Coordinate annotation records:
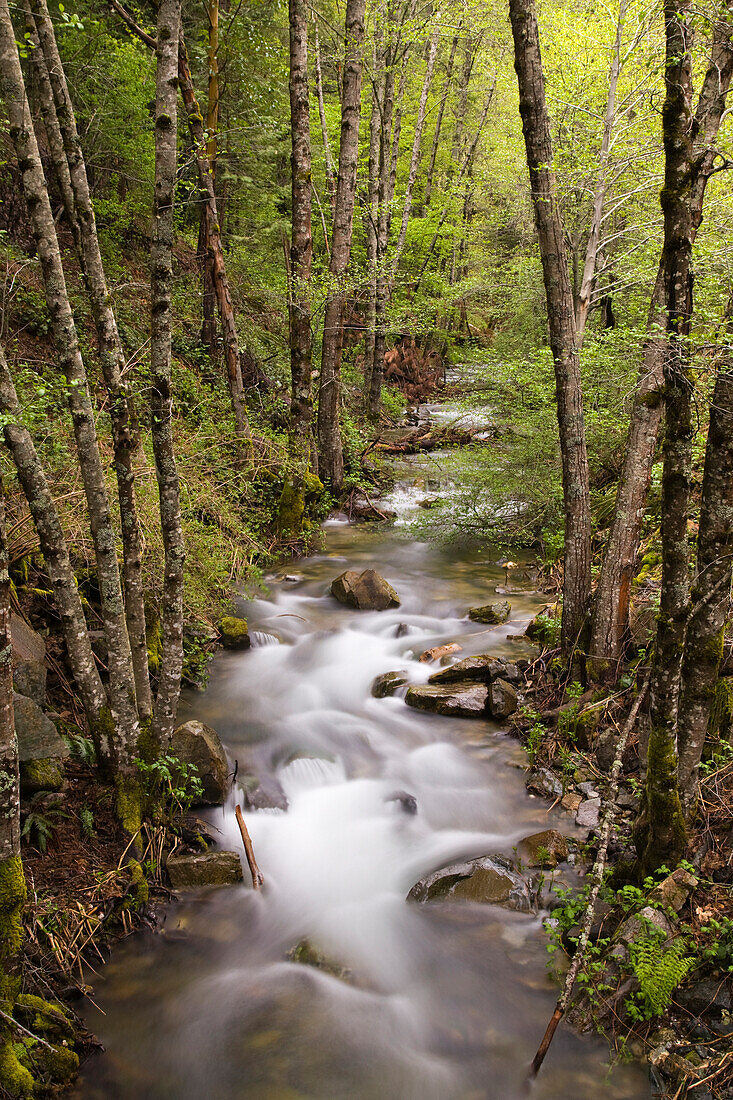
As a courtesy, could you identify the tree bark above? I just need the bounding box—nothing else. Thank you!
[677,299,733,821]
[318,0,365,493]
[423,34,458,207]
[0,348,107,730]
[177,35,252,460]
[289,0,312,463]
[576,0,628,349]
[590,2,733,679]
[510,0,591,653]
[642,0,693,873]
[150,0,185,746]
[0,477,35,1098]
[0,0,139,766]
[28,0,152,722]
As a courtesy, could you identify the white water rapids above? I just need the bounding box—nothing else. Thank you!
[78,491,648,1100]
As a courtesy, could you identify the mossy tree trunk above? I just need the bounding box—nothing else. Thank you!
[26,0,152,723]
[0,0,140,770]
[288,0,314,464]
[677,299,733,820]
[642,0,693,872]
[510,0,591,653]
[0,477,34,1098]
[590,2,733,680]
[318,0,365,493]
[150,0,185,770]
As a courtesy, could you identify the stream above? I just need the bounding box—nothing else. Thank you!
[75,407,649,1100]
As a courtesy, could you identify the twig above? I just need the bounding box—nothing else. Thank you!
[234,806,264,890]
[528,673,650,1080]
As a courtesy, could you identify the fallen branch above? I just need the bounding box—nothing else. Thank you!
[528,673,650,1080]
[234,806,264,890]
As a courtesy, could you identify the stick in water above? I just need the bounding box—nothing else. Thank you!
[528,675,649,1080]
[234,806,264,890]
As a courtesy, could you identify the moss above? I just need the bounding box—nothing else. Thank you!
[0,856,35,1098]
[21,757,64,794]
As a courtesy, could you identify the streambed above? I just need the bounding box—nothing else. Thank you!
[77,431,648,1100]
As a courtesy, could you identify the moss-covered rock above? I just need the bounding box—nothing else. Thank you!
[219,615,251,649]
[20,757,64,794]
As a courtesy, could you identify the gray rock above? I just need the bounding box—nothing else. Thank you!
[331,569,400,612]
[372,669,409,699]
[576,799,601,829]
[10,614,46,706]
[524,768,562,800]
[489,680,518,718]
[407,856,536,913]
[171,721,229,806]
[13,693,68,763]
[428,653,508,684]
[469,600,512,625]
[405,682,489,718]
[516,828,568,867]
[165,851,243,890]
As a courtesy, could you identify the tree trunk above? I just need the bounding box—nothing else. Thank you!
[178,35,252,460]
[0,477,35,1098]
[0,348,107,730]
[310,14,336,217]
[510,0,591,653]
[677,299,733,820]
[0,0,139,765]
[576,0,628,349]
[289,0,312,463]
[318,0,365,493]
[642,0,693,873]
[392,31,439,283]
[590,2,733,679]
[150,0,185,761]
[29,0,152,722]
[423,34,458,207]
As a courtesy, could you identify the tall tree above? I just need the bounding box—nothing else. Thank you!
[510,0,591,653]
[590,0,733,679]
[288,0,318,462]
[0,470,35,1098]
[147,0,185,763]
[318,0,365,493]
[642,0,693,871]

Brief
Please reproduce every line of the records above without changing a word, and leave out the pictures.

Finished task
As a courtesy, could you identify the tree bark above? I just need the bounding box—nothing else. Thank you!
[677,299,733,821]
[318,0,365,493]
[423,34,458,207]
[0,348,107,730]
[177,35,252,460]
[289,0,312,463]
[576,0,628,349]
[590,2,733,679]
[510,0,591,653]
[642,0,693,873]
[150,0,185,746]
[0,477,35,1098]
[0,0,139,766]
[28,0,152,722]
As a courtesy, could you identify the white water rapids above? I just need the bounding box—nothing else. Thank you!
[78,491,648,1100]
As a courtesy, could you identify the mossy tree trunk above? I just need the bounding box—nothing else. Thank you!
[26,0,152,723]
[0,0,140,770]
[288,0,314,464]
[677,299,733,820]
[642,0,693,872]
[510,0,591,653]
[0,477,34,1098]
[590,2,733,680]
[318,0,365,493]
[150,0,185,770]
As a courtesy, could you identify the stream above? I just need the bounding box—nothing else. Thank you!
[75,407,649,1100]
As a courtesy, could you identify the twig above? I just need the bounding box—nothing else. Thank you!
[234,806,264,890]
[528,673,650,1080]
As a courtesy, could you identify the fallen branch above? I just need the bounding box—nothing else. Thank you!
[528,673,650,1080]
[234,806,264,890]
As a courtesy, could you identify the stick in water above? I just need the bounding box—nothing else. Thank you!
[528,675,649,1080]
[234,806,264,890]
As a courtesy, could you identify the moss above? I just need the bounding box—nothing else. Thank you!
[0,856,35,1098]
[21,757,64,794]
As a courtesy, could you identify the streambed above? I just need the bounding box—nothing else. Thank you!
[77,431,648,1100]
As a courtesy, could you identify the moss-covered rock above? I just need the bounding box—nothing else. Thank you!
[219,615,251,649]
[20,757,64,794]
As a courtesy, could you identify the gray rock above? I just need the bounding box—nothing else. Thank you!
[331,569,400,612]
[372,669,409,699]
[576,799,601,829]
[10,614,46,706]
[524,768,562,800]
[489,680,518,718]
[407,856,536,913]
[171,721,229,806]
[13,693,68,763]
[428,653,508,684]
[469,600,512,625]
[405,682,489,718]
[516,828,568,867]
[165,851,243,890]
As a courtesy, could you identify the tree trunk above? I just need the bounding box—nothing else. Thank you!
[178,35,252,460]
[0,477,35,1098]
[0,348,107,730]
[310,14,336,217]
[510,0,591,653]
[677,299,733,820]
[0,0,139,765]
[576,0,628,349]
[289,0,312,463]
[318,0,365,493]
[642,0,693,873]
[392,31,439,283]
[590,2,733,679]
[150,0,185,761]
[29,0,152,722]
[423,34,458,207]
As a courtesy, could you identify the tall tree above? I just need the bounding box—nothing else. Thank you!
[510,0,591,653]
[590,0,733,679]
[288,0,318,462]
[0,470,35,1098]
[147,0,185,763]
[318,0,365,493]
[642,0,693,871]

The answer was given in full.